The problem>
Your copy must hold all of the data below, unchanged and without images.
Data shown section start
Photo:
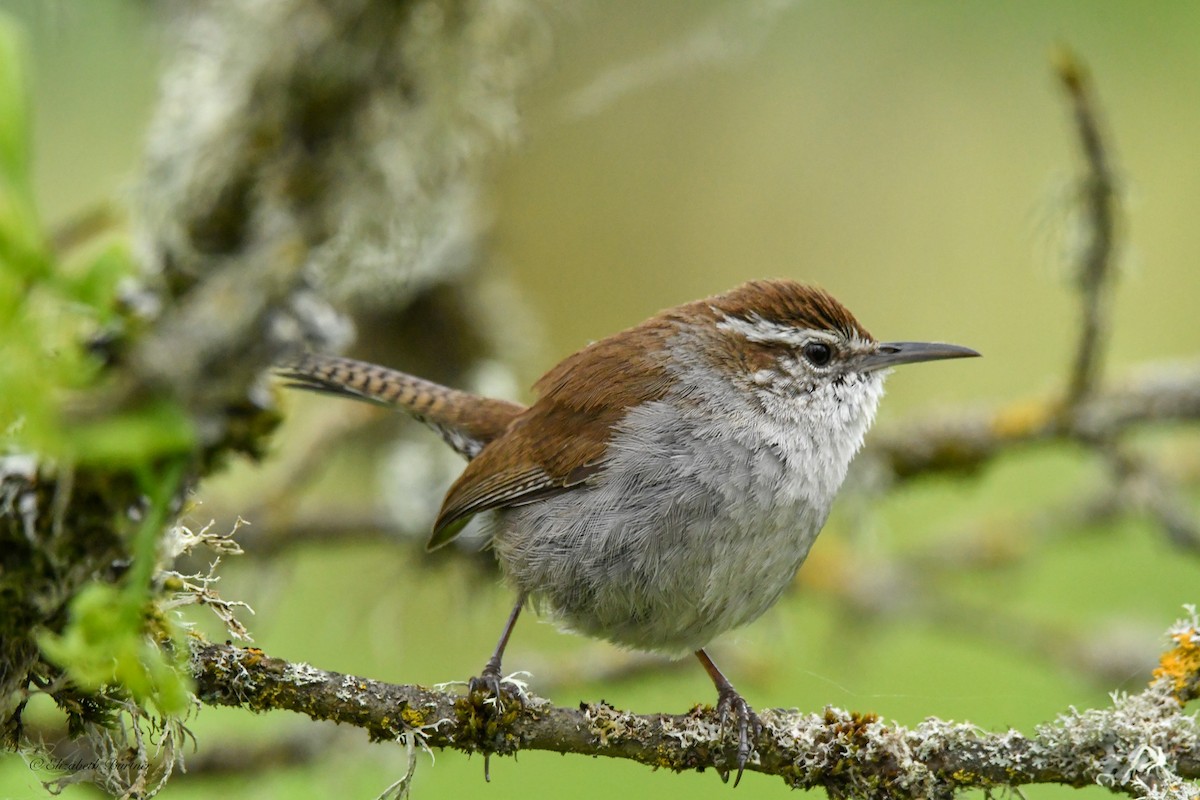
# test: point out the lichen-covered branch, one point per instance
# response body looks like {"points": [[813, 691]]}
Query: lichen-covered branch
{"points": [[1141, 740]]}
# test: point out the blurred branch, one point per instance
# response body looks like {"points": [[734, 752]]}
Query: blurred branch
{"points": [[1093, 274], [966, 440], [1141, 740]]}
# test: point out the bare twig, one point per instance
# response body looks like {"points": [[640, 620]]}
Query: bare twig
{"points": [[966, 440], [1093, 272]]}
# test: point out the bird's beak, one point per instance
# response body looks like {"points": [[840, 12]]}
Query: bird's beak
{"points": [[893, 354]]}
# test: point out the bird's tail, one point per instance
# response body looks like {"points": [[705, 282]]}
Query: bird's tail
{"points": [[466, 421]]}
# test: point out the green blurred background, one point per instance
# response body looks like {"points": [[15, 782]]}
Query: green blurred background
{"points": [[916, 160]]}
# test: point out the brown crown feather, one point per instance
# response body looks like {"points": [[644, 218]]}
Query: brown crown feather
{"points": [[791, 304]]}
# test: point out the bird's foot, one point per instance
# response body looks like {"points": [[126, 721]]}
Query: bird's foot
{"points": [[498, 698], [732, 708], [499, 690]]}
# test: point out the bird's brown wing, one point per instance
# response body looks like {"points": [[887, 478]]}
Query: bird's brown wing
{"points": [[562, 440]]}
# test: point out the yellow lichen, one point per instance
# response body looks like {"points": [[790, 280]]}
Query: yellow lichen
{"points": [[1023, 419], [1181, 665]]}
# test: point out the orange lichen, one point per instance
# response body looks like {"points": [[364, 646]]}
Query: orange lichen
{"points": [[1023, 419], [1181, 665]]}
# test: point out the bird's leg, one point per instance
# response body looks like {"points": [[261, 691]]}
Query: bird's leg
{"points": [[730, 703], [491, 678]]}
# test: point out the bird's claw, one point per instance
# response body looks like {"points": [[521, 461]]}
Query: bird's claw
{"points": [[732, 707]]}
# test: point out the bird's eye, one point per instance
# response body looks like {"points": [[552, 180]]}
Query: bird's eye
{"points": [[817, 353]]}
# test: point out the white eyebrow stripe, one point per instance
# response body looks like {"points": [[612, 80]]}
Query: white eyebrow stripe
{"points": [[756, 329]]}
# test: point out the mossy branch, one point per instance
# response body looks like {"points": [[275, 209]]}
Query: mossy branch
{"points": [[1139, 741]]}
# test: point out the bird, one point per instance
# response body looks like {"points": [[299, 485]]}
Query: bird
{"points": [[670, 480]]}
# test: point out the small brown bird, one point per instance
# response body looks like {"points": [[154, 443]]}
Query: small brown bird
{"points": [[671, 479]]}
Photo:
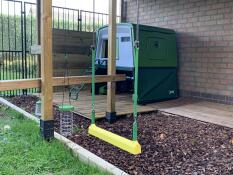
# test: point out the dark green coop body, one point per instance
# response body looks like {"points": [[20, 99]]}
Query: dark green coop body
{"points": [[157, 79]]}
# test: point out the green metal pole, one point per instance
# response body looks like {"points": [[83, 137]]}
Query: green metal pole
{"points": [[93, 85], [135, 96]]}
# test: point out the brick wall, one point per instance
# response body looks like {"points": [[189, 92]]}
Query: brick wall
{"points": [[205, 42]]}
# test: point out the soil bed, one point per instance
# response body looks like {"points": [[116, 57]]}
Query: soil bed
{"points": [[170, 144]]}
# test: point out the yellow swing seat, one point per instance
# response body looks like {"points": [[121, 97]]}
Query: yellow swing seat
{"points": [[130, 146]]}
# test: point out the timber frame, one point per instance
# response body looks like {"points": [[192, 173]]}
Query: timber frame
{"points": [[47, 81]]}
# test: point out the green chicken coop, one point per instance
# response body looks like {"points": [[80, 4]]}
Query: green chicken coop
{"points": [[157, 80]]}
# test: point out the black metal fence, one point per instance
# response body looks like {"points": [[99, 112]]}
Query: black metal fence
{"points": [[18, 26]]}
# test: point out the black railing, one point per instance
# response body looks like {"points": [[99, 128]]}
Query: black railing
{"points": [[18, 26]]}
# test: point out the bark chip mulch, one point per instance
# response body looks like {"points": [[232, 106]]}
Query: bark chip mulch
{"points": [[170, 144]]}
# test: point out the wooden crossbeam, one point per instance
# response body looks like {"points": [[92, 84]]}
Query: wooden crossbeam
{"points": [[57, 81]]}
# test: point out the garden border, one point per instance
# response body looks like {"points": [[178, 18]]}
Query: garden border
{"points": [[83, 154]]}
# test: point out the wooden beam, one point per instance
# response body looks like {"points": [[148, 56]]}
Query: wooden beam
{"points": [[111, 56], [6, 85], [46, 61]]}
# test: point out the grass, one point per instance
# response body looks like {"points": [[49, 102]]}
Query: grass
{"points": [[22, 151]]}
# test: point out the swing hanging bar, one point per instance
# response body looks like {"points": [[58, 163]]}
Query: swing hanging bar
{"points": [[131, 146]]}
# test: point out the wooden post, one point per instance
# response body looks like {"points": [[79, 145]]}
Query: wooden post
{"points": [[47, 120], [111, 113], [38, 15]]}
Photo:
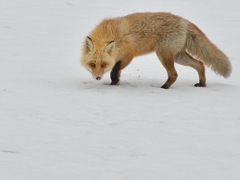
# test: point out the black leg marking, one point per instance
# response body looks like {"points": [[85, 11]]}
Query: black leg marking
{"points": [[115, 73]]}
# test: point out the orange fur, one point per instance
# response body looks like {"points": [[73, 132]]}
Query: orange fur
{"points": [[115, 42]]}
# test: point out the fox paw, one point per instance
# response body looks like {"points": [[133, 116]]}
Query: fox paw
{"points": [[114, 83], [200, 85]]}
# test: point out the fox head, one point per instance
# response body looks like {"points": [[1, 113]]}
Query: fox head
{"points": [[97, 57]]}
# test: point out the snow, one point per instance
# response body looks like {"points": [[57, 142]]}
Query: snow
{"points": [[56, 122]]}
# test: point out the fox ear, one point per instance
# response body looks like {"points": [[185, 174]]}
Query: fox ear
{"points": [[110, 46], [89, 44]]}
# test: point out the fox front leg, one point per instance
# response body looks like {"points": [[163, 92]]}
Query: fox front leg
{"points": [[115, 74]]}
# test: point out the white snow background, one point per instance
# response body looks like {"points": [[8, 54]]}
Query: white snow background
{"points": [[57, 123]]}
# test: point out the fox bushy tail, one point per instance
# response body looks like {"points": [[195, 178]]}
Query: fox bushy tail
Data shown section end
Response box>
Photo:
# test: point out the lichen-covered branch, one point per instance
# response body looks like {"points": [[813, 691]]}
Query: lichen-covered branch
{"points": [[1141, 740]]}
# test: point out the blurred branch, one point per instance
# response body looks like {"points": [[734, 752]]}
Query: blurred branch
{"points": [[1093, 274], [966, 440], [1141, 740]]}
# test: point out the bare twig, one point per instance
# response body looks like {"points": [[640, 620]]}
Query: bare twig
{"points": [[966, 440], [1093, 272]]}
# test: point out the bird's beak, one point per instance
# response body looks like {"points": [[840, 12]]}
Query: bird's beak
{"points": [[893, 354]]}
# test: point out the bird's tail, one point per instance
# response body looks like {"points": [[705, 282]]}
Query: bird's tail
{"points": [[466, 421]]}
# test: point out the green blurred background, one point per instance
# response body looks like {"points": [[15, 782]]}
Query: green blurred background
{"points": [[916, 160]]}
# test: point out the brown crown feather, one point per instance
# response body looks like {"points": [[644, 218]]}
Query: brown crown feather
{"points": [[791, 304]]}
# test: point out the bird's foot, one point per instance
# response body looks like {"points": [[126, 721]]}
Query: bird's foot
{"points": [[498, 698], [732, 708], [499, 690]]}
# test: point out the bird's brown wing, one point per instance
# response body looks like {"points": [[887, 478]]}
Query: bird's brown wing
{"points": [[562, 440]]}
# test: point out the yellow lichen, one point per instance
# response body looks like {"points": [[790, 280]]}
Query: yellow lichen
{"points": [[1023, 419], [1181, 665]]}
# test: point out the orange lichen, one point per instance
# response body looks like {"points": [[364, 646]]}
Query: orange lichen
{"points": [[1023, 419], [1181, 665]]}
# test: point out the bird's leg, one point per instance
# response body looks like {"points": [[261, 691]]}
Query: bird's leg
{"points": [[730, 703], [491, 678]]}
# test: point out the bird's claw, one point per instance
# response body looks like {"points": [[521, 461]]}
Query: bird's claw
{"points": [[732, 707]]}
# test: point out the bird's eye, one point per instance
# response body looks like {"points": [[552, 180]]}
Query: bird's eye
{"points": [[817, 353]]}
# test: point out the white eyebrow stripe, one point per instance
# response body looks like {"points": [[612, 80]]}
Query: white eyebrow stripe
{"points": [[756, 329]]}
# test: point out the mossy branch, one point per instance
# response body looks like {"points": [[275, 209]]}
Query: mossy branch
{"points": [[1139, 741]]}
# test: point out the bird, one point per instance
# response body looks like {"points": [[299, 485]]}
Query: bird
{"points": [[670, 480]]}
# test: point out the small brown bird, one point per instance
# response body looks like {"points": [[154, 443]]}
Query: small brown bird
{"points": [[671, 479]]}
Photo:
# test: point out the dark green coop body, one point per instance
# response body looks like {"points": [[20, 99]]}
Query: dark green coop body
{"points": [[157, 79]]}
# test: point out the green metal pole, one point per instance
# response body looks like {"points": [[83, 137]]}
Query: green metal pole
{"points": [[93, 85], [135, 96]]}
# test: point out the brick wall, one point per instance
# response body looks like {"points": [[189, 92]]}
Query: brick wall
{"points": [[205, 42]]}
# test: point out the soil bed, one point per instance
# response body looks like {"points": [[116, 57]]}
Query: soil bed
{"points": [[170, 144]]}
# test: point out the yellow swing seat, one point per instance
# response body looks like {"points": [[121, 97]]}
Query: yellow swing seat
{"points": [[130, 146]]}
# test: point out the timber frame, one point per instance
# response body looks like {"points": [[192, 173]]}
Query: timber frame
{"points": [[47, 81]]}
# test: point out the green chicken coop, one point per instance
# response body looks like {"points": [[80, 4]]}
Query: green chicken coop
{"points": [[157, 80]]}
# test: point out the black metal fence, one point per instance
# response body looks like {"points": [[99, 112]]}
Query: black metal fence
{"points": [[18, 26]]}
# test: point out the black railing, one point per instance
# response body looks like {"points": [[99, 128]]}
Query: black railing
{"points": [[18, 26]]}
# test: point out the bark chip mulch, one point per instance
# response body looks like {"points": [[232, 106]]}
Query: bark chip mulch
{"points": [[170, 144]]}
# test: point out the wooden crossbeam, one point per instance
# response body looks like {"points": [[92, 84]]}
Query: wooden crossbeam
{"points": [[57, 81]]}
# test: point out the garden border, one point per instance
# response body looks like {"points": [[178, 18]]}
Query: garden border
{"points": [[83, 154]]}
# test: point out the wooden beam, one point per instance
# response body looks like {"points": [[148, 56]]}
Query: wooden beam
{"points": [[111, 56], [6, 85], [46, 61]]}
# test: point out the grass, one point per instance
# response body looks like {"points": [[49, 102]]}
Query: grass
{"points": [[22, 151]]}
# test: point out the swing hanging bar, one point per instance
# response body looks like {"points": [[58, 163]]}
Query: swing hanging bar
{"points": [[131, 146]]}
# test: point out the wooden post, one point per instance
# response body looks like {"points": [[79, 145]]}
Query: wooden post
{"points": [[47, 120], [111, 113], [38, 15]]}
Photo:
# test: point out the black leg marking, one point per instance
# response body looks like {"points": [[85, 11]]}
Query: black leg marking
{"points": [[115, 73]]}
# test: point out the orange fur, one point per instance
# response body looks like {"points": [[73, 132]]}
Query: orange fur
{"points": [[115, 42]]}
# test: point out the fox paw, one point per instance
# response body looks like {"points": [[133, 116]]}
Query: fox paw
{"points": [[114, 83], [200, 85]]}
# test: point out the fox head, one point per instance
# response body looks like {"points": [[1, 113]]}
Query: fox head
{"points": [[97, 57]]}
# test: point out the snow, one point per instance
# response body looks like {"points": [[57, 142]]}
Query: snow
{"points": [[56, 122]]}
# test: point out the fox ear, one point per instance
# response body looks like {"points": [[185, 174]]}
Query: fox ear
{"points": [[110, 46], [89, 44]]}
# test: point out the fox front leg, one point per instance
# response body looks like {"points": [[163, 92]]}
Query: fox front leg
{"points": [[115, 74]]}
# test: point out the white snow background, one point per instance
# response body looks like {"points": [[8, 54]]}
Query: white snow background
{"points": [[57, 123]]}
# test: point out the fox bushy tail, one point per instance
# response body looks like {"points": [[195, 178]]}
Query: fox bushy tail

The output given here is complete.